- _DOCUMENT PASSAGE_

──────

Voter support for the Conservative Party is at its lowest since its landslide 2019 election victory, following Prime Minister Johnson breaking his manifesto pledge to not raise taxes.
The YouGov poll for The Times published on Friday also showed that the Tories had lost their lead over the main opposition party, Labour, for the first time since January.
Adults surveyed on their voting intention on September 8th and 9th — days after Johnson announced a 1.25 per cent increase in National Insurance (NI) to pay for a £12 billion a year programme for National Health Service (NHS) and social care reforms — puts the Conservatives on 33 per cent, down five per cent from last week’s poll, while Labour was in the lead at 35 per cent (up by one per cent).
The newspaper of record notes that since the beginning of the coronavirus vaccination programme, the Conservatives have experienced support of over 40 per cent, even having a lead over the Labour Party of 18 per cent in May.
Smaller parties, however, appeared to benefit from the Tory losses, with the Liberal Democrats seeing their support rise by two per cent to 10 per cent and Reform UK — formerly Nigel Farage’s Brexit Party — also increasing from two per cent to having a five per cent share of voter support.
The polling further revealed that 58 per cent thought the NI and social care changes would leave them personally worse off, compared to just one per cent who said they thought it would leave them better off.
The majority, 59 per cent, said that they did not think Boris Johnson or the Conservative Party cared about keeping taxes low — undermining the position of a party that traditionally campaigns for lower taxation.
Less than a third of voters thought that the Tories or its leader cared about the NHS — a sacred institution for the major parties on the left — with YouGov’s political research director Anthony Wells remarking that “it looks as if the government may have sacrificed their reputation for low taxes amongst Tory voters without actually getting much credit for helping the NHS” — suggesting that the government’s zeal to appease left-wing supporters at the cost of traditional conservatives won them little backing.
“Ladies and gentlemen. The series has come to an end. After 149 straight Conservative leads, Labour take a lead. No doubt alarm bells are [ringing] in No 10…” remarked political scientist Professor Matthew Goodwin.
According to the poll, nearly one-in-ten Conservative voters switched to Reform UK, with the spokesman for the latter telling Guido Fawkes: “Who knew that wacking taxes up for red wall workers while simultaneously unrolling a red carpet on every beach in Kent and Sussex and threatening civil liberties like a drunken traffic warden could hurt the Tories’ polling figures. Seriously who could have guessed it?”
The Conservatives’ massive working majority of 83 seats in the House of Commons is due in large part to its victory in the December 2019 General Election, breaking down the Red Wall and taking 24 seats from Labour heartlands, particularly in the north of England, by promising to ‘level up’ other parts of the country — outside of the south and London — and to deliver Brexit, winning their largest majority since the Thatcher era.
In his victory speech on December 13th, 2019, Mr Johnson humbly acknowledged that these votes had only been “lent” to him, pledging to never take traditional Labour voters who switched allegiance for granted.

──────

- _EXERCISE TASKS_
1) Rewrite the paragraph of the polling article beginning "Smaller parties, however," as a short bulleted list that keeps its main facts.
2) Quote the polling article between "The newspaper of" and "them better off.", inclusive.
3) According to the polling article, why do the Conservatives hold a working majority of 83 seats in the House of Commons? Answer in one to three sentences.
The records stand apart from the polling article and are separate material.

──────

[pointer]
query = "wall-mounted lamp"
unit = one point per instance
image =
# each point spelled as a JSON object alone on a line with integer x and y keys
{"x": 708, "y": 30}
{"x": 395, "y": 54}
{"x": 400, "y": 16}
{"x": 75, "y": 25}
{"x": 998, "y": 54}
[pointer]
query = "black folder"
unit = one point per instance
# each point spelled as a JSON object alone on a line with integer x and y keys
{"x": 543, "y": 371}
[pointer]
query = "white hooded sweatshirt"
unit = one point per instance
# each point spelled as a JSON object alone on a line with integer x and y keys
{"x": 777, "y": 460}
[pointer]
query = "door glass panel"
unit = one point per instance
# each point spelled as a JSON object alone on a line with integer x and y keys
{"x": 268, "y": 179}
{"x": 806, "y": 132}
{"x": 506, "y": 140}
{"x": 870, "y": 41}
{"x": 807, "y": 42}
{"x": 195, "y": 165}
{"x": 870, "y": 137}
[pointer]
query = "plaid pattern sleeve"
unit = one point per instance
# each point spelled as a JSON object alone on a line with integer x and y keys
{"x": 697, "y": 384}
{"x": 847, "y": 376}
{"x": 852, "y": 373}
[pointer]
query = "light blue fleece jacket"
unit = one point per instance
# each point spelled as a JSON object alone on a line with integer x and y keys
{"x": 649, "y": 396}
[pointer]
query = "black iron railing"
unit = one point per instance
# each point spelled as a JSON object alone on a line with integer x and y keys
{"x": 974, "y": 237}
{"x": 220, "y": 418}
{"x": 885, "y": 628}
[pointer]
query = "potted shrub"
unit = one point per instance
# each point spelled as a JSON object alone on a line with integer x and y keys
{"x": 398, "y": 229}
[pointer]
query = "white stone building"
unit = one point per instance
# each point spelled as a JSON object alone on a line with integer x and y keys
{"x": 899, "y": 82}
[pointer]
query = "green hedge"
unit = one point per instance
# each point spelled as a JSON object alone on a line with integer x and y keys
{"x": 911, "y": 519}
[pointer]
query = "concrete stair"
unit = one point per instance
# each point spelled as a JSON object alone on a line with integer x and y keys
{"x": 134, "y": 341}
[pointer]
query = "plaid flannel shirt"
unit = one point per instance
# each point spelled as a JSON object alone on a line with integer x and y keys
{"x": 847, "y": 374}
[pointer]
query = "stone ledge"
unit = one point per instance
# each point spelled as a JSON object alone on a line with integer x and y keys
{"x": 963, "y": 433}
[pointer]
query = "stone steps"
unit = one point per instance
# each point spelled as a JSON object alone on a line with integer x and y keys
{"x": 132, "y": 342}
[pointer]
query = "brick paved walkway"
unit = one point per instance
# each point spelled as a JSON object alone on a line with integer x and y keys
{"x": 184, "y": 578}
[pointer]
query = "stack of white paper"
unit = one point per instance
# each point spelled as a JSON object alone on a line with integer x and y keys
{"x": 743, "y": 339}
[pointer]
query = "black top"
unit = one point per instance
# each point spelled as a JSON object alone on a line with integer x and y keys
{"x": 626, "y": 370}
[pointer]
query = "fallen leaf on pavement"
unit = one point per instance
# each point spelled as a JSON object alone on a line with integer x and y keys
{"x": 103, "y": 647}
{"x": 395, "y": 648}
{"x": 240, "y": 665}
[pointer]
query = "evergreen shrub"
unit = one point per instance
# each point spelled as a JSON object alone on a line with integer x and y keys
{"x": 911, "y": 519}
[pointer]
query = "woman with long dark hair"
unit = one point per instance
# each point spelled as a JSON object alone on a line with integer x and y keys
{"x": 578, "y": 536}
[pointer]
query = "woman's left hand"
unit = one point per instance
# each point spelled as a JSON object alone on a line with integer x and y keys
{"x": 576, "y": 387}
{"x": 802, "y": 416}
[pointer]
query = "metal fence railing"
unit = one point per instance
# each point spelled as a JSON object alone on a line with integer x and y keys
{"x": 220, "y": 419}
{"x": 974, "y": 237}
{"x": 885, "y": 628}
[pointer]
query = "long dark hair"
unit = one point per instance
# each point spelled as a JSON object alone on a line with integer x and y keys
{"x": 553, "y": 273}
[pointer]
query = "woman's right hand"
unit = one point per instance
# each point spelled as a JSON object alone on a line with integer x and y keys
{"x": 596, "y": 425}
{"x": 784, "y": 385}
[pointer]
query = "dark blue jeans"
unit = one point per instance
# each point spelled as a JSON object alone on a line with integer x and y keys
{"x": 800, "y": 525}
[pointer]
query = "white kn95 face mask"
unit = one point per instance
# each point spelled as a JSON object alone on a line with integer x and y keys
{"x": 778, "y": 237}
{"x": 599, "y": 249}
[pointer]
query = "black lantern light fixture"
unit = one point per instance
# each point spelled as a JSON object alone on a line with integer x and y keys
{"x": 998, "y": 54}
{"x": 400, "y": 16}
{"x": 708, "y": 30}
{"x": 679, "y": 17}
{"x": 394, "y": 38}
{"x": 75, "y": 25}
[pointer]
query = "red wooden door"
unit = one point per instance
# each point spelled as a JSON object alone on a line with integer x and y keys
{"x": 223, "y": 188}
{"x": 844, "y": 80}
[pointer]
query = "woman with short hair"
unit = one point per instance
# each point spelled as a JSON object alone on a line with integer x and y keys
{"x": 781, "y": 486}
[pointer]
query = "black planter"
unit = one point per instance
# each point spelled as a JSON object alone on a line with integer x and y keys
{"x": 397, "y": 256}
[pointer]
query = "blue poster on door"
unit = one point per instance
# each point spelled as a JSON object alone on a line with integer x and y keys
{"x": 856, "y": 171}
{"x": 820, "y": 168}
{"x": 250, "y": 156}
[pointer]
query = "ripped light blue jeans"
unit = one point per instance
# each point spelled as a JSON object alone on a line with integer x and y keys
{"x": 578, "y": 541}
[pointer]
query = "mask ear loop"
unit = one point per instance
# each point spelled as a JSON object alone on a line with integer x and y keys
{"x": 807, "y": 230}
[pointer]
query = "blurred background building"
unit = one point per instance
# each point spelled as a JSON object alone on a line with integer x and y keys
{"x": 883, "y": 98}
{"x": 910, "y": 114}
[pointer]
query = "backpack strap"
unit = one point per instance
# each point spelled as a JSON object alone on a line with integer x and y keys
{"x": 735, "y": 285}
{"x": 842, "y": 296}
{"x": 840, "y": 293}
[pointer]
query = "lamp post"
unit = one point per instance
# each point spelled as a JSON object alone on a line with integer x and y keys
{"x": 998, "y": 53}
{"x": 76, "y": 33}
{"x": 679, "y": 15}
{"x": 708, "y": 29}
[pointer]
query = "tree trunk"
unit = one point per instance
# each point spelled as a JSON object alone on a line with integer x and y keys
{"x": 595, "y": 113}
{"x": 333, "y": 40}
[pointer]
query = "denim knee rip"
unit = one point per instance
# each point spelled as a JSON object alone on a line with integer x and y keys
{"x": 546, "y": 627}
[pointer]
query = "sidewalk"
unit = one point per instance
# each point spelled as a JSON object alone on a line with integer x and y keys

──────

- _TASK RESPONSES_
1)
- Smaller parties appeared to gain from the Tory losses.
- The Liberal Democrats rose by two percent, to 10 percent.
- Reform UK, formerly Nigel Farage's Brexit Party, rose from two percent to five percent.

2)
The newspaper of record notes that since the beginning of the coronavirus vaccination programme, the Conservatives have experienced support of over 40 per cent, even having a lead over the Labour Party of 18 per cent in May.
Smaller parties, however, appeared to benefit from the Tory losses, with the Liberal Democrats seeing their support rise by two per cent to 10 per cent and Reform UK — formerly Nigel Farage’s Brexit Party — also increasing from two per cent to having a five per cent share of voter support.
The polling further revealed that 58 per cent thought the NI and social care changes would leave them personally worse off, compared to just one per cent who said they thought it would leave them better off.

3) The majority comes largely from their December 2019 General Election victory. They broke down the Red Wall and took 24 seats from Labour heartlands, especially in the north of England, by promising to "level up" areas outside the south and London and to deliver Brexit.